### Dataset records
↓

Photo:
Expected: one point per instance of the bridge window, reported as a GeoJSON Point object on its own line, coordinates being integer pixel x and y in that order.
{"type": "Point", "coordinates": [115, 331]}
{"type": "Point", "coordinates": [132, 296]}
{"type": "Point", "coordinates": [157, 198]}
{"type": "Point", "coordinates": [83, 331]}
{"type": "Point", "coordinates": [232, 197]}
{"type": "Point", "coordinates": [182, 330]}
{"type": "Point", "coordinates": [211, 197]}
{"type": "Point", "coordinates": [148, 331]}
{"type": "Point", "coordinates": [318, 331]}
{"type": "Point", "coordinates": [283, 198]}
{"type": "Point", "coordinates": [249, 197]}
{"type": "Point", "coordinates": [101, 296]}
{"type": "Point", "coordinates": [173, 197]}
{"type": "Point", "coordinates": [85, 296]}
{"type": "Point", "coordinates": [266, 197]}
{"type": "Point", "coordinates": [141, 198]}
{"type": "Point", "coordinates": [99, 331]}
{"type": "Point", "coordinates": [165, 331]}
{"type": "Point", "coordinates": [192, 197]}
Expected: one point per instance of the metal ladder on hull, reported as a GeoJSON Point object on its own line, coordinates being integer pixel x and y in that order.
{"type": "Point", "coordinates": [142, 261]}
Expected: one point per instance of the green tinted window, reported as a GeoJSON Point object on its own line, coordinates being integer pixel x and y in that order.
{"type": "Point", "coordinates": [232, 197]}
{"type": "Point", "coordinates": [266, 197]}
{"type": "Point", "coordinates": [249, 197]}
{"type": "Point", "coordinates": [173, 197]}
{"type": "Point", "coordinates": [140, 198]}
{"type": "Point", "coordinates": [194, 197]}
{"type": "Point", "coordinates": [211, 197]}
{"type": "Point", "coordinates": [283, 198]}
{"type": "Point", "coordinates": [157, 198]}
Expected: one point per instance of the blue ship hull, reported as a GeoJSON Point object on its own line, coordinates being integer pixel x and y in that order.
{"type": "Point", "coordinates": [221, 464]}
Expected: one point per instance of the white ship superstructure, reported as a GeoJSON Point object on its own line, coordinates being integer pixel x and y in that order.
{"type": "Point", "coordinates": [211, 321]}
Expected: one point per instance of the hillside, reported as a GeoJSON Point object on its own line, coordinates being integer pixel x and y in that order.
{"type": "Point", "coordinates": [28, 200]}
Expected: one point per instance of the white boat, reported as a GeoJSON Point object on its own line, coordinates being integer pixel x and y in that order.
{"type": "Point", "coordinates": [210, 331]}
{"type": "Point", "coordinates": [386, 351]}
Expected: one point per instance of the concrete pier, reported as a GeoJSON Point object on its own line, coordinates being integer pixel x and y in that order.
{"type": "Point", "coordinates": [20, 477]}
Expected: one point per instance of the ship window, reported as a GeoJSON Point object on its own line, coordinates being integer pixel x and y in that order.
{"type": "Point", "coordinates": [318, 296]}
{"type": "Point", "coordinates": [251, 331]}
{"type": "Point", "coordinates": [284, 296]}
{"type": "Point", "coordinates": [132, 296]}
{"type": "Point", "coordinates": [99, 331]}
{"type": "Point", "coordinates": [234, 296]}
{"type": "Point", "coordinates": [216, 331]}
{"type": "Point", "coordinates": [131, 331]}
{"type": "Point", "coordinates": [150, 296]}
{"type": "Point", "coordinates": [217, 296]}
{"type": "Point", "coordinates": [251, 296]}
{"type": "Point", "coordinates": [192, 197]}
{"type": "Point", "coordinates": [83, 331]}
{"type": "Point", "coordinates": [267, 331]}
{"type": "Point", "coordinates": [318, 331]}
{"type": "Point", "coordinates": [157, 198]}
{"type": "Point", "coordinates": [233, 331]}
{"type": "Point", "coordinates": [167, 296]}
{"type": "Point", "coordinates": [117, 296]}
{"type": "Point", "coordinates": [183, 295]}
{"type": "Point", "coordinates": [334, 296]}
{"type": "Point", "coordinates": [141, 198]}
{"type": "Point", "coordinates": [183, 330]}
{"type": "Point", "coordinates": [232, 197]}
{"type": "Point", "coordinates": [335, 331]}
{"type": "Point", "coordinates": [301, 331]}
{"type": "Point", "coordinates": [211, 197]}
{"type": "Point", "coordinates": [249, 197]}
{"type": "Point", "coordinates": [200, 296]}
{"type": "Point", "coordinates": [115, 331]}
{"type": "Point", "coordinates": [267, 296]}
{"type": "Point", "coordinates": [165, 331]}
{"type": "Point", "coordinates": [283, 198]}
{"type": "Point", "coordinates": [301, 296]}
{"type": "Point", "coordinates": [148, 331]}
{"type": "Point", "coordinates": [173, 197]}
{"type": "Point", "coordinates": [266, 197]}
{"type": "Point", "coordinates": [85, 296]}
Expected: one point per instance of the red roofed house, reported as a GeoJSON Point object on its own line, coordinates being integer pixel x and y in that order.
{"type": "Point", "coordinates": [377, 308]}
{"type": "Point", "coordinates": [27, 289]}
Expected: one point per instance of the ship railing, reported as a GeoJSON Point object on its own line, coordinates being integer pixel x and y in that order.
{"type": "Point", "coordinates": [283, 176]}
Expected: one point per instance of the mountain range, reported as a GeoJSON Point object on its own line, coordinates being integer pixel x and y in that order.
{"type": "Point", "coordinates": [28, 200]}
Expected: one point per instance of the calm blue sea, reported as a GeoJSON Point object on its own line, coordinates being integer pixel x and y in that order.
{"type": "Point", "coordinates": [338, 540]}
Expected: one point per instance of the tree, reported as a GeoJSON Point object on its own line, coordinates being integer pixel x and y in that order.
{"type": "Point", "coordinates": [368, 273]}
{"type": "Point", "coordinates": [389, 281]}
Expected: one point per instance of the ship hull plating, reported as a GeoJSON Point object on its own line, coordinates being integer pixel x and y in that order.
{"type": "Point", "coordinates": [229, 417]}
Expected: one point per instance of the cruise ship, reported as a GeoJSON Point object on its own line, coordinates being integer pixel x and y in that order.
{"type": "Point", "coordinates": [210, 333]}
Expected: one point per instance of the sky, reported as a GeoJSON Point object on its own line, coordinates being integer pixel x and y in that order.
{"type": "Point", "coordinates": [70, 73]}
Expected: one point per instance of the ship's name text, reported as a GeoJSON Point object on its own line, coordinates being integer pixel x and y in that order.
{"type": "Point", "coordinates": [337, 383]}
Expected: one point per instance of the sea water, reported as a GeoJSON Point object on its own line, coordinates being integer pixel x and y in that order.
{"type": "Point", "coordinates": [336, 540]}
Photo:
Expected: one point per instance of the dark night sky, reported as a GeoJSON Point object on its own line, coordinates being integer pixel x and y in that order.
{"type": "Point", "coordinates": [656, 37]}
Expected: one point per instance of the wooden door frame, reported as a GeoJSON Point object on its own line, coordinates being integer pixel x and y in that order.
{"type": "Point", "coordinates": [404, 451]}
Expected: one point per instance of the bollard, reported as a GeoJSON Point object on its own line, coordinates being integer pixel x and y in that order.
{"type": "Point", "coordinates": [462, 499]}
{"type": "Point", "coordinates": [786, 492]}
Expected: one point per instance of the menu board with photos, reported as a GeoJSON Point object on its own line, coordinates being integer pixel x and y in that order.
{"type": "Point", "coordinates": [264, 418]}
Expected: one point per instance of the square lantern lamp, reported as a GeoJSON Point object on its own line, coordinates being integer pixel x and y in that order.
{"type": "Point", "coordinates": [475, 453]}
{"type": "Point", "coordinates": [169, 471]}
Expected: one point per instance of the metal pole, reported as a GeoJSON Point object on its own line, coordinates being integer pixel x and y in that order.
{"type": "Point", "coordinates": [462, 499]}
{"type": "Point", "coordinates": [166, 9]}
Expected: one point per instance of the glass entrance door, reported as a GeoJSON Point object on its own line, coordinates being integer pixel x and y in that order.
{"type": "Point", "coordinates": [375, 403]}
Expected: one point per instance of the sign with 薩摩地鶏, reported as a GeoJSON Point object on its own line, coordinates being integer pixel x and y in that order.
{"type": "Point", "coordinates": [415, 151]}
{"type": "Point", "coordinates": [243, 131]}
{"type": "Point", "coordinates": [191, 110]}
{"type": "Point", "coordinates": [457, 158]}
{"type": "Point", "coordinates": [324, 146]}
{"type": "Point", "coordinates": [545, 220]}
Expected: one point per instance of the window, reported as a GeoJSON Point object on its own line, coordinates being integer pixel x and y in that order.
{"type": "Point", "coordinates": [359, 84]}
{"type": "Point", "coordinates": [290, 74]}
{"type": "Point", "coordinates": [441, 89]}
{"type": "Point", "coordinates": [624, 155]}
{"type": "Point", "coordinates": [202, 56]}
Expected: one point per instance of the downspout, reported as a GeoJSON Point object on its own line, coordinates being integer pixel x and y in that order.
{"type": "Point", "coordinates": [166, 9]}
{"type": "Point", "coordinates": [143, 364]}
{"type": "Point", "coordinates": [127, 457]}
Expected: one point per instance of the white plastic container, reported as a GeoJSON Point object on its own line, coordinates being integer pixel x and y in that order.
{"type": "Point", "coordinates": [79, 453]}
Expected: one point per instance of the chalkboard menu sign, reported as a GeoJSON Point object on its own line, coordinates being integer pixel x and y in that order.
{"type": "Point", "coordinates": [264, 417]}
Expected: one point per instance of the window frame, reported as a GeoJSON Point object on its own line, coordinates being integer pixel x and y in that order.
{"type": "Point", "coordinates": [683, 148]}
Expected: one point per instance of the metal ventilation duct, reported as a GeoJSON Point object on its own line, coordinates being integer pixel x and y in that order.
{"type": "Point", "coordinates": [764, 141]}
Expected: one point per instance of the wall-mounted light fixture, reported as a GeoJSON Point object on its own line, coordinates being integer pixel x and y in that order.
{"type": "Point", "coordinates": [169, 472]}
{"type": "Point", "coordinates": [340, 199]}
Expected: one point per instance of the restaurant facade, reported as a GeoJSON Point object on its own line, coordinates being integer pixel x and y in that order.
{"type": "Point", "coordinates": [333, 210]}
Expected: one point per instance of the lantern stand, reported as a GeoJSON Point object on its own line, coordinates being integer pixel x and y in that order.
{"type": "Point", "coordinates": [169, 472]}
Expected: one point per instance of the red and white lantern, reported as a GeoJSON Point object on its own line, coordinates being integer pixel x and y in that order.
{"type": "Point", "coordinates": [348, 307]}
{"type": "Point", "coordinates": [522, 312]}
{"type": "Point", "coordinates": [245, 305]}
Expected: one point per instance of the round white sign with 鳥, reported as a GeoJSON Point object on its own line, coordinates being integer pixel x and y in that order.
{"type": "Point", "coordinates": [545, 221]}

↑

### YOUR INSTRUCTIONS
Everything from the line containing "Expected: one point per instance of the red and" to the end of the records must be written out exactly; include both of those lines and no others.

### ANSWER
Expected: one point per instance of the red and white lantern, reported as a GeoJSON Point object on its own line, coordinates being integer pixel x and y in that order.
{"type": "Point", "coordinates": [348, 307]}
{"type": "Point", "coordinates": [522, 312]}
{"type": "Point", "coordinates": [245, 305]}
Expected: one point per instance of the round white sign with 鳥, reported as a GeoJSON Point object on its own line, coordinates being integer pixel x and y in that order.
{"type": "Point", "coordinates": [545, 221]}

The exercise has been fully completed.